(Rows from a dataset)
....................
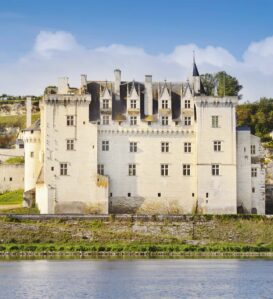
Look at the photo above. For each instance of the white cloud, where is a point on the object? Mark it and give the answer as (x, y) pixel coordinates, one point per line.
(56, 54)
(48, 42)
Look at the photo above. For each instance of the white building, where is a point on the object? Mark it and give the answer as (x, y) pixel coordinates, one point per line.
(133, 147)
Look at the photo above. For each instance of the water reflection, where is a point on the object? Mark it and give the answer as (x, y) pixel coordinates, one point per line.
(169, 278)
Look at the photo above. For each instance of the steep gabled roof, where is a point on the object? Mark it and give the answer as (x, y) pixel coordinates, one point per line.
(195, 72)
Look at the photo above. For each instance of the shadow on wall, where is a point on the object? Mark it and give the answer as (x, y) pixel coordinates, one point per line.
(140, 205)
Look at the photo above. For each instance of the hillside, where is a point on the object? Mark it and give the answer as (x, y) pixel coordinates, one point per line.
(135, 234)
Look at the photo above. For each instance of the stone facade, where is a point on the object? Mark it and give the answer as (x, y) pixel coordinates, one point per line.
(11, 177)
(132, 147)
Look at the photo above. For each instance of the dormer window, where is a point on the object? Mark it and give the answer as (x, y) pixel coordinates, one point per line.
(133, 120)
(105, 104)
(105, 119)
(187, 121)
(165, 121)
(164, 104)
(133, 104)
(187, 104)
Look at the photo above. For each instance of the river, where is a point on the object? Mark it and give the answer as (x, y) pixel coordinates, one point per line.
(136, 278)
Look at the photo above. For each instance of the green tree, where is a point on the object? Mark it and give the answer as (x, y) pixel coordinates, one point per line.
(226, 85)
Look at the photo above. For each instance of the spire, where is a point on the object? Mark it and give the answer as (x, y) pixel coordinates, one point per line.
(195, 72)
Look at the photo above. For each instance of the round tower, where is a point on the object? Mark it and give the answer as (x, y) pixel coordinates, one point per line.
(32, 145)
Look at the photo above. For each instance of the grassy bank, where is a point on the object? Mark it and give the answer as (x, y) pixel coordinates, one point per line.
(11, 197)
(202, 235)
(12, 121)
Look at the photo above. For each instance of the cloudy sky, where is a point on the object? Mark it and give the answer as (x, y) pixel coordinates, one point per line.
(43, 40)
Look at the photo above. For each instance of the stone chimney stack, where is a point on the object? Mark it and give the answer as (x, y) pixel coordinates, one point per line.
(148, 95)
(83, 80)
(83, 84)
(117, 83)
(63, 85)
(28, 108)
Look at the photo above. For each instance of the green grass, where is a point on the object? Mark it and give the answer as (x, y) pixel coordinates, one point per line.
(16, 120)
(136, 248)
(15, 160)
(228, 235)
(22, 211)
(11, 197)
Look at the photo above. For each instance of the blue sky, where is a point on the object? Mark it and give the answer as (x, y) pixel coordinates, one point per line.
(156, 27)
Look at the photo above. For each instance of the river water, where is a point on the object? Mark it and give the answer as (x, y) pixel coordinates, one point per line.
(137, 278)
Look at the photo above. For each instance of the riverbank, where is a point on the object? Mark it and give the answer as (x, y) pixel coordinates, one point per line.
(127, 235)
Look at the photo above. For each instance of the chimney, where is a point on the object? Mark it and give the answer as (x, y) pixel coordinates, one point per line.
(28, 108)
(148, 95)
(83, 80)
(117, 74)
(63, 85)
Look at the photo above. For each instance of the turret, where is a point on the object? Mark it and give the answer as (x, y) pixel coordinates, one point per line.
(117, 74)
(148, 96)
(63, 86)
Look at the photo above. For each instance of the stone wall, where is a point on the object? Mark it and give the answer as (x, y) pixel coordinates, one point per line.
(11, 177)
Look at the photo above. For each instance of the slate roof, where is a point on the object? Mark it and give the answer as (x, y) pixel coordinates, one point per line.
(34, 127)
(119, 107)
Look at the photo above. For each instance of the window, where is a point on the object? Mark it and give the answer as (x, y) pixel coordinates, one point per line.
(215, 169)
(101, 169)
(133, 120)
(164, 169)
(187, 147)
(105, 119)
(164, 147)
(63, 169)
(165, 120)
(133, 104)
(254, 172)
(70, 120)
(105, 104)
(105, 145)
(70, 144)
(186, 169)
(132, 170)
(164, 104)
(133, 147)
(187, 104)
(217, 146)
(215, 121)
(187, 121)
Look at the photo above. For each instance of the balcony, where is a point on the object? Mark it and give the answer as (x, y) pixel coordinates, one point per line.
(106, 110)
(133, 111)
(164, 111)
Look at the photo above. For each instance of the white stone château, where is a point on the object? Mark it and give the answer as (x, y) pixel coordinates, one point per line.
(141, 147)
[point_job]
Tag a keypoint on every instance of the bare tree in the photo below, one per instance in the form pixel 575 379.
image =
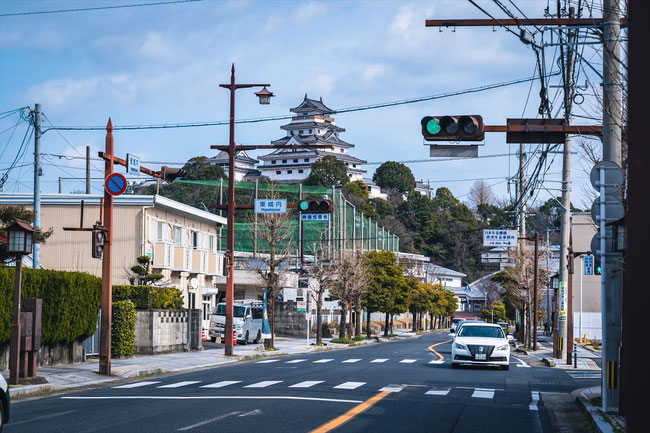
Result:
pixel 323 274
pixel 480 193
pixel 272 263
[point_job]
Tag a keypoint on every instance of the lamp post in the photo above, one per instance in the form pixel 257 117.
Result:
pixel 19 244
pixel 264 97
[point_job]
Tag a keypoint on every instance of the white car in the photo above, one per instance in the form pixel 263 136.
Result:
pixel 480 344
pixel 4 402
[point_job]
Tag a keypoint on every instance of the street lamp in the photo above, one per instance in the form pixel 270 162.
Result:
pixel 19 243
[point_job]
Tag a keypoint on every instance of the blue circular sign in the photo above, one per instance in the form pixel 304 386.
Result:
pixel 115 184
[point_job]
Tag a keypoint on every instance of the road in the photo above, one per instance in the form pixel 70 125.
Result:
pixel 390 387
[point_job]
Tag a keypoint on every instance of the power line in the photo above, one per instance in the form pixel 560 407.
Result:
pixel 285 117
pixel 60 11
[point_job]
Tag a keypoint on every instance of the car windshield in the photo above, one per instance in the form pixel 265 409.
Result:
pixel 481 331
pixel 220 310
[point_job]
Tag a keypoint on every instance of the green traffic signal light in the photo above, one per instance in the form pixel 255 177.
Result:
pixel 433 127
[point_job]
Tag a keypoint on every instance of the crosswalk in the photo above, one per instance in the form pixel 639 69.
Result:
pixel 480 394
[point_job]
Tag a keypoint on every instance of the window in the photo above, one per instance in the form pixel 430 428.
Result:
pixel 160 232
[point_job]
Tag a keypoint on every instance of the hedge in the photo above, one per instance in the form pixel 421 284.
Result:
pixel 123 329
pixel 70 302
pixel 149 297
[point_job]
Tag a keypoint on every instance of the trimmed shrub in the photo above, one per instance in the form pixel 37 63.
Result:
pixel 150 297
pixel 123 329
pixel 70 302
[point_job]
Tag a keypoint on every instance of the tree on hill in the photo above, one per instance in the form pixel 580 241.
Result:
pixel 394 176
pixel 327 171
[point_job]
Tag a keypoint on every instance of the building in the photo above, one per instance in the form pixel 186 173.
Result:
pixel 244 164
pixel 182 241
pixel 311 125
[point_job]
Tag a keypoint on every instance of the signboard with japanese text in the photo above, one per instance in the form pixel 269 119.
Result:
pixel 271 206
pixel 315 217
pixel 500 238
pixel 562 300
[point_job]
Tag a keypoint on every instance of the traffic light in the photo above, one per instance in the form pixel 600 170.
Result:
pixel 170 174
pixel 99 238
pixel 453 128
pixel 316 206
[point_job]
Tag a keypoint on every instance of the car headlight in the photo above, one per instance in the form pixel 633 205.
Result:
pixel 460 346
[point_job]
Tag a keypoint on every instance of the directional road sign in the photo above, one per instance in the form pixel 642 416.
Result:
pixel 500 238
pixel 271 206
pixel 315 217
pixel 115 184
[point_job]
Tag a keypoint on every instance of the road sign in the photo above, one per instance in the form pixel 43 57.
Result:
pixel 115 184
pixel 589 265
pixel 271 206
pixel 613 177
pixel 315 217
pixel 500 238
pixel 132 164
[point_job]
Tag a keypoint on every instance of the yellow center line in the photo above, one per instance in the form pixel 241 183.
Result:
pixel 431 348
pixel 347 416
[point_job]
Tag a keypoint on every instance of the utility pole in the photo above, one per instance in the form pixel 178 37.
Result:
pixel 87 170
pixel 612 272
pixel 38 172
pixel 565 222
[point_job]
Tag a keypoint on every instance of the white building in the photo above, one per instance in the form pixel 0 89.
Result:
pixel 311 125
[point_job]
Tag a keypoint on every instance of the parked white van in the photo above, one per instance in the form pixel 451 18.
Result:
pixel 247 321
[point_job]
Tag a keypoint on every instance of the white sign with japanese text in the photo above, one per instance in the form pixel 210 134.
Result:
pixel 500 238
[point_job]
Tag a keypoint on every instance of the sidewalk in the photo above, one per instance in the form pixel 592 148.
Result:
pixel 70 376
pixel 544 353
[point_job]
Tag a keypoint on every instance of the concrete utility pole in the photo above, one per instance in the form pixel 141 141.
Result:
pixel 565 222
pixel 38 172
pixel 612 120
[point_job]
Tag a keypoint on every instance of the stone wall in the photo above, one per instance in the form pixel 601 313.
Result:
pixel 160 331
pixel 50 354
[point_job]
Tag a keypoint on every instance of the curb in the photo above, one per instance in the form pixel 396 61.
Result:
pixel 594 413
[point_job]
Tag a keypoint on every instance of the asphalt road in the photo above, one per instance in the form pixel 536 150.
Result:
pixel 390 387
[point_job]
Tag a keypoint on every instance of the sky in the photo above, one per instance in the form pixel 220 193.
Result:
pixel 162 65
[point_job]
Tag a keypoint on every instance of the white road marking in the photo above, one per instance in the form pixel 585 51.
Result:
pixel 393 388
pixel 438 391
pixel 263 384
pixel 349 385
pixel 213 397
pixel 221 384
pixel 179 384
pixel 306 384
pixel 535 400
pixel 136 385
pixel 483 393
pixel 208 421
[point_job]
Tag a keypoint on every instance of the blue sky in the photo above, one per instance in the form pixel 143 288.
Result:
pixel 163 64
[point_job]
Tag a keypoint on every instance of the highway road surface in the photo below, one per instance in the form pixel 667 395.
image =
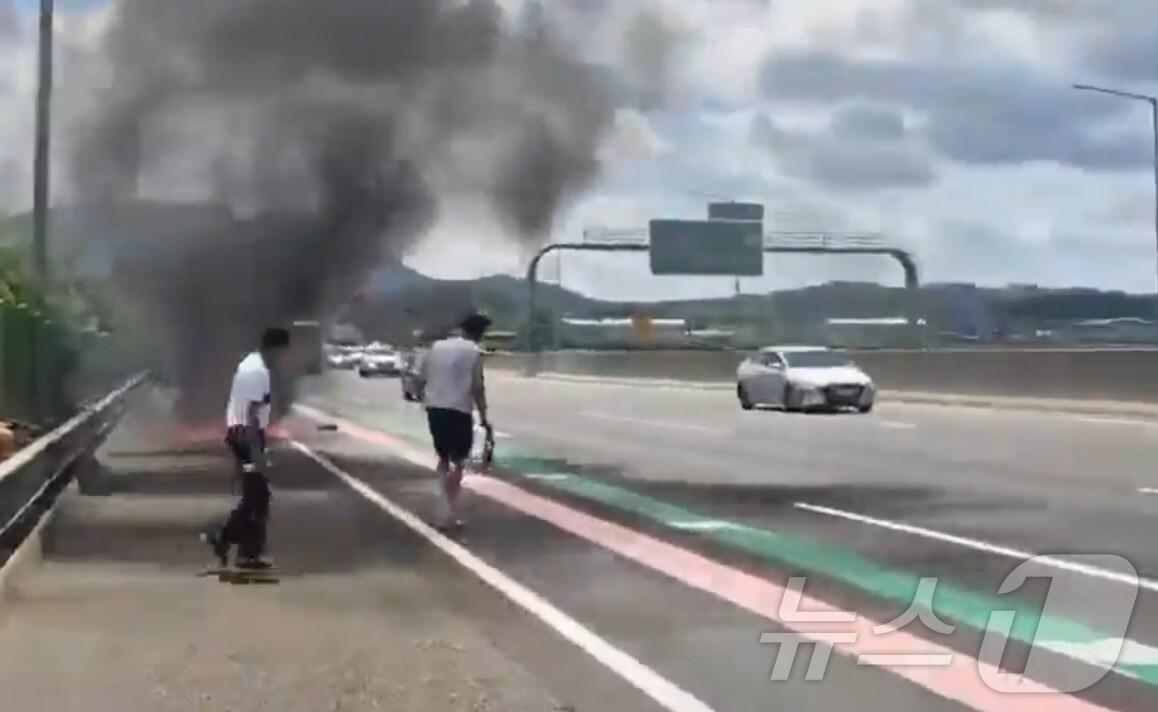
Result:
pixel 700 541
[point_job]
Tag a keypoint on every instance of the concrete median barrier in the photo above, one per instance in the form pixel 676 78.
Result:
pixel 1128 375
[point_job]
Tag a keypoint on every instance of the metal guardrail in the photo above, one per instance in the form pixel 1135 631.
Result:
pixel 34 474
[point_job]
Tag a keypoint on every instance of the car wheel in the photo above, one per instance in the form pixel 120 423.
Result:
pixel 791 399
pixel 742 394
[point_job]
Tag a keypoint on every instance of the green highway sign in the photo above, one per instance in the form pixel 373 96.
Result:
pixel 706 248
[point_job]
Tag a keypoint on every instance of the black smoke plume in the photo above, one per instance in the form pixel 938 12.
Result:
pixel 321 137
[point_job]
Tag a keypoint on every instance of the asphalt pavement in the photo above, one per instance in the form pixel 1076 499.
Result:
pixel 865 508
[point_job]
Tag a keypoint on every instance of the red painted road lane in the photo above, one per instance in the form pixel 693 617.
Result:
pixel 961 680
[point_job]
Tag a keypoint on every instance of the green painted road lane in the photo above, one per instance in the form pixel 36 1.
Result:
pixel 951 603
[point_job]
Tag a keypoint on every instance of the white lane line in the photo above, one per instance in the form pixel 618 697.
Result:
pixel 646 423
pixel 1104 420
pixel 986 547
pixel 647 681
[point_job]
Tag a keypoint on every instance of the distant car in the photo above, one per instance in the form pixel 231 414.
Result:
pixel 804 377
pixel 342 360
pixel 411 374
pixel 379 362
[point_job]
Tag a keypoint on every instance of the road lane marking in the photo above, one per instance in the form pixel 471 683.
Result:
pixel 647 681
pixel 649 423
pixel 1104 420
pixel 986 547
pixel 958 681
pixel 703 526
pixel 953 603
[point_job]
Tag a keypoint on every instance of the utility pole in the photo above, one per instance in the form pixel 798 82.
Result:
pixel 42 167
pixel 1153 116
pixel 43 361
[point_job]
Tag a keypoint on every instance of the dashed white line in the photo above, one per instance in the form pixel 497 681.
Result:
pixel 986 547
pixel 647 423
pixel 647 681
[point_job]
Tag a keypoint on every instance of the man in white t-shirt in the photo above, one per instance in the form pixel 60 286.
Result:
pixel 453 387
pixel 247 418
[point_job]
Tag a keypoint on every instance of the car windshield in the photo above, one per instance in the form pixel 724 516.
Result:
pixel 816 359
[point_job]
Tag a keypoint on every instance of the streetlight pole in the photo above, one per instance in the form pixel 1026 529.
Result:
pixel 43 136
pixel 1153 115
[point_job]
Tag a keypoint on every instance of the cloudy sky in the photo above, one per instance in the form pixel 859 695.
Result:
pixel 948 126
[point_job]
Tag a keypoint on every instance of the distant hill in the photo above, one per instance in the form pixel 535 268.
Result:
pixel 398 300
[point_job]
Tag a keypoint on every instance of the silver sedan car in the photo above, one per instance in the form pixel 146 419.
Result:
pixel 803 377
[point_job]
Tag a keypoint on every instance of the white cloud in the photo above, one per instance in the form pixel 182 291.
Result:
pixel 946 124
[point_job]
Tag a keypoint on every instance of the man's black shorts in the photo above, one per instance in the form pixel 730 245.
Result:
pixel 453 432
pixel 239 445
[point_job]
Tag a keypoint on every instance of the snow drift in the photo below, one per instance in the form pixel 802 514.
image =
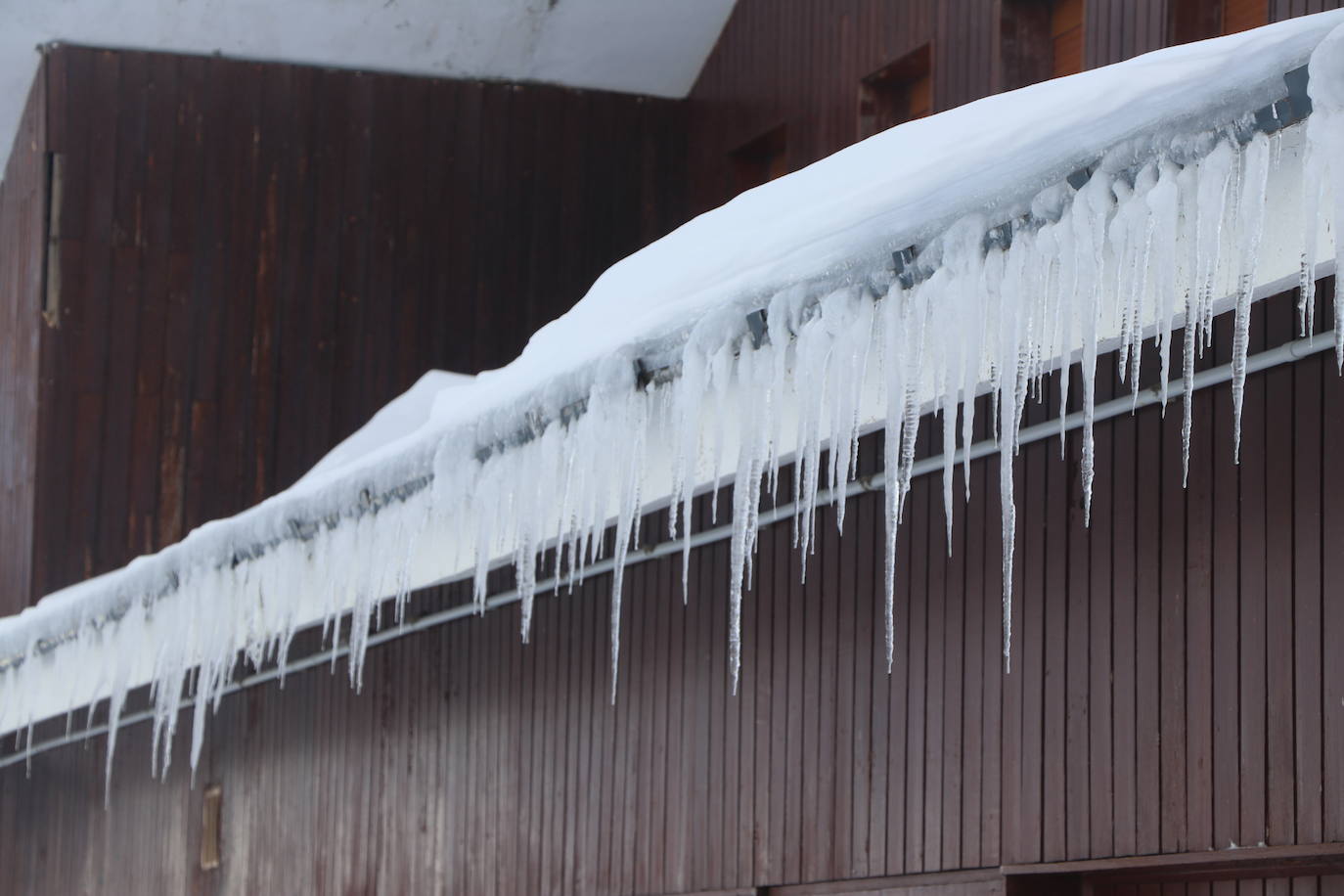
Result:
pixel 974 250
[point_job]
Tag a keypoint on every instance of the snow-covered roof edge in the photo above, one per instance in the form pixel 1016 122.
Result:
pixel 1183 201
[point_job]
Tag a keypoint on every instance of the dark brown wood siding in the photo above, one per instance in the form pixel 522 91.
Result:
pixel 22 237
pixel 1175 686
pixel 1174 690
pixel 257 256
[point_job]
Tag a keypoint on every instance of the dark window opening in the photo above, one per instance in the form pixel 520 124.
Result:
pixel 761 160
pixel 1027 42
pixel 1202 19
pixel 897 93
pixel 1066 38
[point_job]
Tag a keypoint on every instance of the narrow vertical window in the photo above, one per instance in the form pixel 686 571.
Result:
pixel 1026 43
pixel 1200 19
pixel 1066 38
pixel 897 93
pixel 211 809
pixel 1243 15
pixel 761 160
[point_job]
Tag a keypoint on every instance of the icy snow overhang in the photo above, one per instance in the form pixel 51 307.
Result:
pixel 967 251
pixel 633 46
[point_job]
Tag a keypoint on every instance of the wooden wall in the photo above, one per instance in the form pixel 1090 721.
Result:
pixel 257 256
pixel 798 64
pixel 1174 690
pixel 807 74
pixel 1175 684
pixel 22 237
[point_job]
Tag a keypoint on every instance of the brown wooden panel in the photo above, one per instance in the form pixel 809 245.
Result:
pixel 23 234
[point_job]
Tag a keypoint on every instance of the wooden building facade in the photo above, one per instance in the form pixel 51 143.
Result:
pixel 212 270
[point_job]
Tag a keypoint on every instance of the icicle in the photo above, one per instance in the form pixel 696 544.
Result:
pixel 1250 223
pixel 1164 208
pixel 893 364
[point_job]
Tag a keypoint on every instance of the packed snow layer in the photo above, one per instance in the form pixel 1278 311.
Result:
pixel 1139 197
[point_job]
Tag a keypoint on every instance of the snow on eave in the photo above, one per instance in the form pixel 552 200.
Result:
pixel 815 248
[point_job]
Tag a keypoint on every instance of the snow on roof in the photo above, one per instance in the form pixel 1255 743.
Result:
pixel 633 46
pixel 967 251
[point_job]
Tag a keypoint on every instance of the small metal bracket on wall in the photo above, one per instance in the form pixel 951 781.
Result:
pixel 51 248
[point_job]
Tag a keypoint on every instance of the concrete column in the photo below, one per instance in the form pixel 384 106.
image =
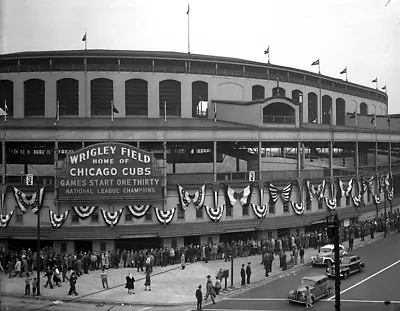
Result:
pixel 50 98
pixel 154 99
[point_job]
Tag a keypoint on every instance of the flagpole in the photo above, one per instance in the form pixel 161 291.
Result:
pixel 188 14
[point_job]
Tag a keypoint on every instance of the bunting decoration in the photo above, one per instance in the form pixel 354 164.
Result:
pixel 5 218
pixel 84 211
pixel 377 199
pixel 111 218
pixel 165 217
pixel 138 211
pixel 198 197
pixel 260 211
pixel 331 204
pixel 298 208
pixel 285 193
pixel 57 221
pixel 33 201
pixel 215 213
pixel 231 196
pixel 356 200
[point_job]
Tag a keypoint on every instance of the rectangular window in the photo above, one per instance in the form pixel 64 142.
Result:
pixel 63 247
pixel 94 217
pixel 174 243
pixel 128 217
pixel 286 207
pixel 149 215
pixel 199 213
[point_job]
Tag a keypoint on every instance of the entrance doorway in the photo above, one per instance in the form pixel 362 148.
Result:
pixel 83 246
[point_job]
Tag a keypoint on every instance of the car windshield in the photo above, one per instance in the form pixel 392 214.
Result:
pixel 307 282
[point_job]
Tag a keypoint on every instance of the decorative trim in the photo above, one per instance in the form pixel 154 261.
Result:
pixel 260 211
pixel 58 220
pixel 165 217
pixel 111 218
pixel 5 218
pixel 215 213
pixel 84 211
pixel 185 197
pixel 138 211
pixel 298 208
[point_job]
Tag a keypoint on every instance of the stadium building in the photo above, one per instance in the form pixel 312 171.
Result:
pixel 126 149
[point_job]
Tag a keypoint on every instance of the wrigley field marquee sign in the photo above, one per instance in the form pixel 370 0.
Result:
....................
Pull out every line of the rows above that contains the word "highway", matching its case exactly, and copy each line in full.

### [Solution to the exercise]
Tag a keypoint on every instance of the highway road surface in the photo below, one per instance in the form pixel 667 395.
Tag a keypoint on every instance of the green highway sign in the photo above, one per instance in the form pixel 373 96.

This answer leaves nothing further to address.